[[ Records to process, beginning ]]

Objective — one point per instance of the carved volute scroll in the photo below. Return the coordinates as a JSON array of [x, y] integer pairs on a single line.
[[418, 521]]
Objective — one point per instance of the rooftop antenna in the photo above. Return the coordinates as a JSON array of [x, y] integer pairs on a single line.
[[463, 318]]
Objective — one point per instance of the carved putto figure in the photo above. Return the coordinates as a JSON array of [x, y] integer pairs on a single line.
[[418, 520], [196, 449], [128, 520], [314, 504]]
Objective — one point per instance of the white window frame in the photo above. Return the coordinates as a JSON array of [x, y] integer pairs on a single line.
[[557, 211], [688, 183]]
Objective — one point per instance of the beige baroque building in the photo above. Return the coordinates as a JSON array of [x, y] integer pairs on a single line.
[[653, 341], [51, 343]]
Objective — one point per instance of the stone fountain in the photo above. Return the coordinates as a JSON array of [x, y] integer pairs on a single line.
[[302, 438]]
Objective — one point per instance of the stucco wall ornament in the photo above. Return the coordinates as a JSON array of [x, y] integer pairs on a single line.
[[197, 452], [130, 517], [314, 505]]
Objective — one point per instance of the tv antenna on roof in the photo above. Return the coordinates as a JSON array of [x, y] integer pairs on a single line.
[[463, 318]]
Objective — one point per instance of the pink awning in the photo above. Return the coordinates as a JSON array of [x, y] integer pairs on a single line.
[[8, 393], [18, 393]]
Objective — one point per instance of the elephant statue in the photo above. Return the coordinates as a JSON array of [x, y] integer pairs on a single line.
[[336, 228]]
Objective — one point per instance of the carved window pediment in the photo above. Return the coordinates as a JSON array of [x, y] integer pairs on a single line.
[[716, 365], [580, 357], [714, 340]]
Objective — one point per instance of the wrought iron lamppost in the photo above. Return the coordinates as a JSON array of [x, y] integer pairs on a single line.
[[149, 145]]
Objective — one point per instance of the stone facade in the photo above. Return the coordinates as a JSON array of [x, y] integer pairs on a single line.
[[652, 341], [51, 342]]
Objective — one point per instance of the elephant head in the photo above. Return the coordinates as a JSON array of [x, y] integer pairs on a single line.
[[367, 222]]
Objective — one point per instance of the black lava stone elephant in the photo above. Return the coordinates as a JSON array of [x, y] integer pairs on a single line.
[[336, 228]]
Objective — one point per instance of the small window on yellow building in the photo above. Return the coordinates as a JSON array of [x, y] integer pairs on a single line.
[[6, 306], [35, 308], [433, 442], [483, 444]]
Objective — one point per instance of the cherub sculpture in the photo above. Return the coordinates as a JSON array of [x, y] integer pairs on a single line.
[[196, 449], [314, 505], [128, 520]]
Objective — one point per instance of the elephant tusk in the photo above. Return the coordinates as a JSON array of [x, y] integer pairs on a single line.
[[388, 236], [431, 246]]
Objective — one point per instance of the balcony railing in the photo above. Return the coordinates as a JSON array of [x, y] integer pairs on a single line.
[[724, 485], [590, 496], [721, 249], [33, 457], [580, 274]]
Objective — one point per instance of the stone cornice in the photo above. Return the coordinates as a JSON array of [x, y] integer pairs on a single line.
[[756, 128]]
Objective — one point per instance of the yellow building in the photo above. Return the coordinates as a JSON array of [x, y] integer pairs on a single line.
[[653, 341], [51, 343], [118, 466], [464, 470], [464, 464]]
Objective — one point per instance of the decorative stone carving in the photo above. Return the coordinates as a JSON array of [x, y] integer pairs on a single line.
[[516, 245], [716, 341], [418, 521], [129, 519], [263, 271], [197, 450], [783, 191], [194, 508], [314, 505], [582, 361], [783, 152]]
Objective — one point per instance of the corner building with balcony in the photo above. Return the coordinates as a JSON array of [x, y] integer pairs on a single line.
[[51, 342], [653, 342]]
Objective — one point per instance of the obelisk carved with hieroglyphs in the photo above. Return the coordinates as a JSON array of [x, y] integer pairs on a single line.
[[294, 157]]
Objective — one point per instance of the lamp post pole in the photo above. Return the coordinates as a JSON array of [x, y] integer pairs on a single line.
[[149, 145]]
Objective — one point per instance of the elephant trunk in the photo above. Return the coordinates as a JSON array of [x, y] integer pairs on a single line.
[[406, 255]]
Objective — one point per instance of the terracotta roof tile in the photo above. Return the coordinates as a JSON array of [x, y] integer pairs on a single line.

[[ Records to process, end ]]

Task directions:
From the first line to the last, please write out the entries exactly.

Task answer:
Objective — one point per instance of the carved volute scroll in the photo below. Return the coordinates as a JSON array of [x, y] integer pairs on a single line.
[[418, 521]]
Objective — one point per instance of the rooftop antenna in the photo above. Return the coordinates as a JSON array of [x, y] integer pairs on a single line.
[[463, 318]]
Objective — one point per instance of the carved putto figure in the photo above. Return the coordinates as a JSON array of [x, y] integer pairs on a single line.
[[418, 520], [196, 449], [128, 520], [314, 504]]
Objective — one point per instance of the white window frame in the photo above. Return the coordinates as a JSON array of [x, y] integer pairs on a single line.
[[557, 211], [688, 183]]
Objective — one point per instance of the beige baroque building in the photo above. Return the coordinates as a JSON array of [x, y] integer pairs on a single line.
[[653, 341], [51, 343]]
Objective — one point per instance of the stone fountain in the photo above. Return the coordinates as a JSON array of [x, y] integer pairs on a single line.
[[302, 438]]
Objective — one point per instance of the stucco wall ornament in the photo above. Return the coordinates as a JSON array of [x, y] integer pairs on a single line.
[[197, 452], [130, 517], [314, 505]]
Objective — one point per instance of the tv antenna on roof in the photo above. Return the coordinates as a JSON array of [x, y] integer pairs on a single line.
[[463, 318]]
Objective — one point per instance of the pink awning in the photo above. Return the coordinates as a JSON array of [x, y] integer pairs on a single line.
[[8, 393], [18, 393]]
Objective — one point per instance of the elephant statue in the photo above. Return the coordinates as a JSON array of [x, y] integer pairs on a single line.
[[336, 228]]
Objective — one point per instance of the carved window pediment in the photo above. Return the coordinates as a JSON array of [x, y] integer pairs on a single line.
[[716, 365], [580, 357], [714, 340]]
Objective — one point per instance of the wrought iron lamppost in the photo above. Return the coordinates as a JSON array of [x, y] integer pairs on a single line.
[[149, 145]]
Objective — one point per instance of the stone facade in the photo above. Return the coordinates as a JSON array of [x, y] integer pairs on a single line.
[[652, 341], [51, 342]]
Objective — one point per instance of the elephant head in the photo above. Return the coordinates as a JSON array of [x, y] integer pairs on a single line.
[[367, 222]]
Objective — one point per instance of the black lava stone elephant in the photo above. Return the coordinates as a JSON array of [x, y] integer pairs on a single line.
[[336, 228]]
Objective — one point per instance of the small window on yellow building in the photo above. Return the coordinates as a JSON array of [x, y] integer pairs on a single line.
[[6, 306], [35, 308], [433, 442], [483, 444]]
Objective — one point per instance of the cherub sculpture in the photo above. Return the coordinates as a JSON array of [x, y] integer pairs on a single line.
[[196, 449], [314, 505], [128, 520]]
Objective — one point per instance of the elephant tusk in the photo above. Return the coordinates as a JSON array of [x, y] integer pairs on a single line.
[[388, 236], [431, 246]]
Objective — one point per instance of the balcony railing in the photo above. Return the coordinates as a JSON array of [x, y] integer pairs on a single line.
[[724, 485], [590, 496], [721, 249], [33, 457], [580, 274]]
Objective — one point per instance of the stone cornice in the photo above. Return the coordinates as a JSON array of [x, y] integer pairs on a single line.
[[756, 128]]
Objective — one point per instance of the yellow building in the photo above. Return the coordinates as a JSON array of [x, y] integer pairs on a single line.
[[653, 341], [51, 343], [118, 466], [464, 470], [464, 464]]
Objective — one point per instance of the decorative stone carving in the photo above. Return the coordinates as a JSON array of [x, y] integer pairs on a single line.
[[516, 245], [716, 341], [418, 521], [129, 519], [263, 271], [197, 450], [783, 191], [194, 508], [314, 505], [582, 361], [783, 152]]
Objective — one point per instance of the corner building with balcony in the photo above. Return the coordinates as a JSON array of [x, y] integer pairs on a single line.
[[51, 342], [653, 342]]
Objective — one point per instance of the obelisk carved with hieroglyphs in the photo above. Return the coordinates as a JSON array of [x, y] integer pairs on a single line.
[[294, 157]]
Objective — one point per instance of the lamp post pole in the photo above. Return the coordinates as a JSON array of [x, y] integer pairs on a single line.
[[149, 145]]
Objective — one point per instance of the elephant trunk in the photo above. Return the coordinates as a JSON array of [x, y] integer pairs on a single line.
[[406, 255]]
Objective — one point per instance of the terracotta roof tile in the photo above. Return the coordinates as a JSON array of [x, y] integer pairs on a single line.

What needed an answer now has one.